_SHORT EXERCISE 1:_
Turn every line of the records into a Markdown table with the columns Row and Line, numbering each row and leaving out blank lines.

_DOCUMENT EXTRACT:_
◇ ◇ ◇

편집: Sandeep Yadav Golla 2019년 11월 8일

This is my code to simulate electromagnetic wave transmitting in a slab, and this is an example from CEM lecture at youtube, but code is not provided.

clc
close all
clear all
Nz = 94;
c0 = 299792458;
dz = 4.293e-3;
dt = 7.1599e-12;
L  = Nz*dz;
x  = linspace(0,L,Nz);
%Source parameters
STEPS = 4095;
f2    = 1.0e9;
NFREQ = 100;
FREQ  = linspace(0,f2,NFREQ);
tau   = 5e-10;
t0    = 3e-9;
nz_src = 3;
%Initial fourier transforms
K   = exp (-1i*2*pi*dt*FREQ);
REF = zeros(1,NFREQ);
TRN = zeros(1,NFREQ);
SRC = zeros(1,NFREQ);
%Initialize materials to free space
ER = ones(1, Nz);
UR = ones(1, Nz);
ER(13:83) = 6.0;
UR(13:83) = 2.0;
%Compute update coefficients
mEy = (c0*dt)./ER;
mHx = (c0*dt)./UR;
%Compute Gaussian source functions
t    = [0:STEPS-1]*dt;              %time axis
delt = 1.074e-11;                   %total delay between E and H
A    = -sqrt(ER(1)/UR(1));          %amplitude of H field
Esrc = exp(-((t-t0)/tau).^2);       %E field source
Hsrc = A*exp(-((t-t0+delt)/tau).^2);%H field source
% initialize fields
Ey=zeros(1,Nz);
Hx=zeros(1,Nz);
%Initialize boundary terms
H3=0; H2=0; H1=0;
E3=0; E2=0; E1=0;
%Main FDTD loop
for T = 1 : STEPS
    %Perform FDTD function
    % H update
    %Hx(1) = Hx(2);
    for i = 1:(Nz-1)

◇ ◇ ◇

_RECORDS FOR THIS EXERCISE:_
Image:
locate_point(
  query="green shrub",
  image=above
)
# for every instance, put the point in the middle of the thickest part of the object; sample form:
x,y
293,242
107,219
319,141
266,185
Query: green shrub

◇ ◇ ◇

_SHORT EXERCISE 2:_
From the FDTD simulation post, reproduce the passage from "This is my code" up to and including "is not provided.", substituting "dielectric layer" for "slab".

_WRITTEN ANSWER 1:_
| Row | Line |
|---|---|
| 1 | Image: |
| 2 | locate_point( |
| 3 |   query="green shrub", |
| 4 |   image=above |
| 5 | ) |
| 6 | # for every instance, put the point in the middle of the thickest part of the object; sample form: |
| 7 | x,y |
| 8 | 293,242 |
| 9 | 107,219 |
| 10 | 319,141 |
| 11 | 266,185 |
| 12 | Query: green shrub |

_WRITTEN ANSWER 2:_
This is my code to simulate electromagnetic wave transmitting in a dielectric layer, and this is an example from CEM lecture at youtube, but code is not provided.